DATA RECORDS:
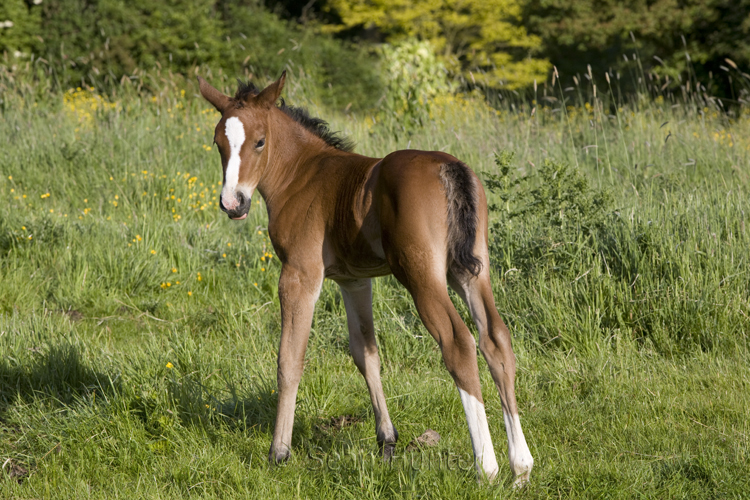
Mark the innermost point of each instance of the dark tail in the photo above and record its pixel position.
(461, 192)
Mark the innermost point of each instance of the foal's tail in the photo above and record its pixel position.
(461, 192)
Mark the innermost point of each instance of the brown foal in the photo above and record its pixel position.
(335, 214)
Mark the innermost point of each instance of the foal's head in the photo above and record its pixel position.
(241, 139)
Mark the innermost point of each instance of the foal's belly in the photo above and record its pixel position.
(361, 259)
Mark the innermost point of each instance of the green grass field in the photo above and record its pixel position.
(139, 326)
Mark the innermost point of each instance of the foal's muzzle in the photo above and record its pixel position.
(240, 211)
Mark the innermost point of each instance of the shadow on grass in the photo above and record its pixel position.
(254, 410)
(57, 373)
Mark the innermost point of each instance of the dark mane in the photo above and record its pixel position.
(318, 127)
(245, 90)
(300, 115)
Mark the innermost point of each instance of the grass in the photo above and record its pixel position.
(139, 326)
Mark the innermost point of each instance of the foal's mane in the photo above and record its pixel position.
(317, 126)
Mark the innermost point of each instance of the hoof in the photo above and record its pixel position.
(521, 480)
(388, 448)
(277, 457)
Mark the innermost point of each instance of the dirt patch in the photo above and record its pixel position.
(427, 439)
(337, 423)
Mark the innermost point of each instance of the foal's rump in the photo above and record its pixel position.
(430, 209)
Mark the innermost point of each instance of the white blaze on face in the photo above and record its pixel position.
(479, 430)
(235, 132)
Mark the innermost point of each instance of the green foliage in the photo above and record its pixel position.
(337, 73)
(662, 32)
(112, 385)
(20, 27)
(481, 40)
(96, 41)
(414, 77)
(556, 205)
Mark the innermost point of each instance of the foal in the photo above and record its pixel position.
(332, 213)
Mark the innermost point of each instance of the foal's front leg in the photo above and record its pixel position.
(298, 291)
(364, 349)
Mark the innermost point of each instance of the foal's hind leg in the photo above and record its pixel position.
(358, 302)
(441, 319)
(495, 344)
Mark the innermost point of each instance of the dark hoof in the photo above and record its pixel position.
(388, 448)
(278, 457)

TASK BRIEF: A faithful, picture-free copy of the material is what this task asks for.

WORKED SOLUTION:
Mark the innermost point of each instance of the dark tail in the photo above and record its pixel position.
(461, 192)
Mark the innermost point of each instance of the foal's tail in the photo above and record its pixel position.
(461, 192)
Mark the innermost point of each instance of the brown foal in the photo above and record its pixel position.
(335, 214)
Mark the innermost point of each instance of the foal's head in the photo above and record its pixel position.
(241, 139)
Mark the innermost point of each instance of the foal's belly in the photo above and record its pixel position.
(361, 259)
Mark the innermost point of each instance of the green grass field in the photo above and record its pixel position.
(139, 326)
Mark the innermost point of each instance of the foal's muzzle in the photo above and record its pixel position.
(240, 211)
Mark the innermost point of each instance of the shadow on grass in the photo above and record its pixel position.
(254, 410)
(57, 373)
Mark the innermost point of each instance of the dark mane in the photo above and record its pixel position.
(318, 127)
(245, 90)
(300, 115)
Mark the innermost point of each instance of the grass in the photo above and record its pixel position.
(139, 326)
Mark the innermost point of each instance of the foal's mane in the photo above and record its pixel position.
(317, 126)
Mark the innermost point of each instance of the hoof in the photo above and record its pixel position.
(521, 480)
(388, 448)
(277, 457)
Mark the innermost point of each instance of the dirt patch in the photo above and record its pixel position.
(427, 439)
(337, 423)
Mark the innermost point of each instance of the foal's rump in the photo above and record its pixel position.
(430, 209)
Mark the innermost point of each instance of the white blaze on face in the photo above and record its pixel position.
(479, 430)
(235, 132)
Mark the innermost point of each instance of the green foliage in the photo above and record its pixel position.
(337, 73)
(662, 32)
(112, 385)
(20, 27)
(481, 40)
(96, 41)
(414, 77)
(556, 205)
Mark the innermost point of each instance of the foal in the photo above and record its pixel position.
(332, 213)
Mark the innermost point of each instance of the foal's front leg in the photo above and record its pixel position.
(298, 291)
(364, 349)
Mark the innermost point of each instance of the foal's hind leg in the photo above and record its pixel position.
(358, 302)
(441, 319)
(495, 344)
Mark the innermost point of each instance of the dark hoof in the photo above and record its pixel position.
(388, 448)
(278, 457)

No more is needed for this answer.